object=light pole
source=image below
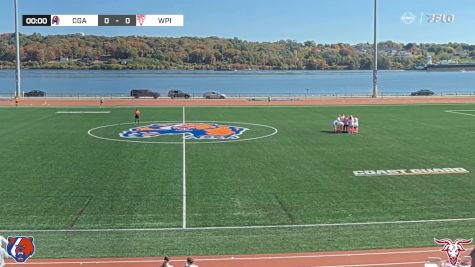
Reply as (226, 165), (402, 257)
(371, 0), (378, 98)
(14, 0), (21, 97)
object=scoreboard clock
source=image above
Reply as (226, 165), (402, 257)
(23, 15), (51, 26)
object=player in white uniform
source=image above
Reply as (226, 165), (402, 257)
(0, 235), (10, 267)
(185, 257), (198, 267)
(353, 116), (359, 133)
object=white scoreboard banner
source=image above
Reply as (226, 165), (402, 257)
(47, 14), (184, 27)
(51, 15), (99, 27)
(136, 15), (184, 27)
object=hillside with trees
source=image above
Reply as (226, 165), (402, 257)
(0, 33), (475, 70)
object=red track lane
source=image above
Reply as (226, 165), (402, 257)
(7, 247), (473, 267)
(0, 96), (475, 107)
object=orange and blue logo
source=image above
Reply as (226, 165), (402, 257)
(119, 123), (248, 140)
(7, 236), (35, 262)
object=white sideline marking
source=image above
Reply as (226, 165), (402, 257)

**EXERCISE**
Return all the entries word for word, but omit any pictures they contain.

**TASK OUTPUT**
object=light pole
source=image below
Reply as (226, 165), (402, 257)
(371, 0), (378, 98)
(14, 0), (21, 97)
object=scoreboard clock
source=image above
Reply as (226, 165), (402, 257)
(23, 15), (51, 26)
object=player in white uniform
source=image above
Reply as (226, 165), (402, 257)
(0, 235), (10, 267)
(185, 257), (198, 267)
(353, 116), (359, 133)
object=white scoreboard banner
source=image above
Reply as (226, 165), (402, 257)
(47, 14), (184, 27)
(51, 15), (99, 27)
(136, 15), (184, 27)
object=hillside with trees
source=image above
Reply as (226, 165), (402, 257)
(0, 33), (475, 70)
object=red track lane
source=image above
Reply as (226, 165), (402, 257)
(7, 247), (473, 267)
(0, 96), (475, 107)
object=orange and blue logo
source=image above
Reply as (226, 165), (402, 257)
(119, 123), (248, 140)
(7, 236), (35, 262)
object=white sideline marking
source=image above
Reply as (226, 165), (402, 257)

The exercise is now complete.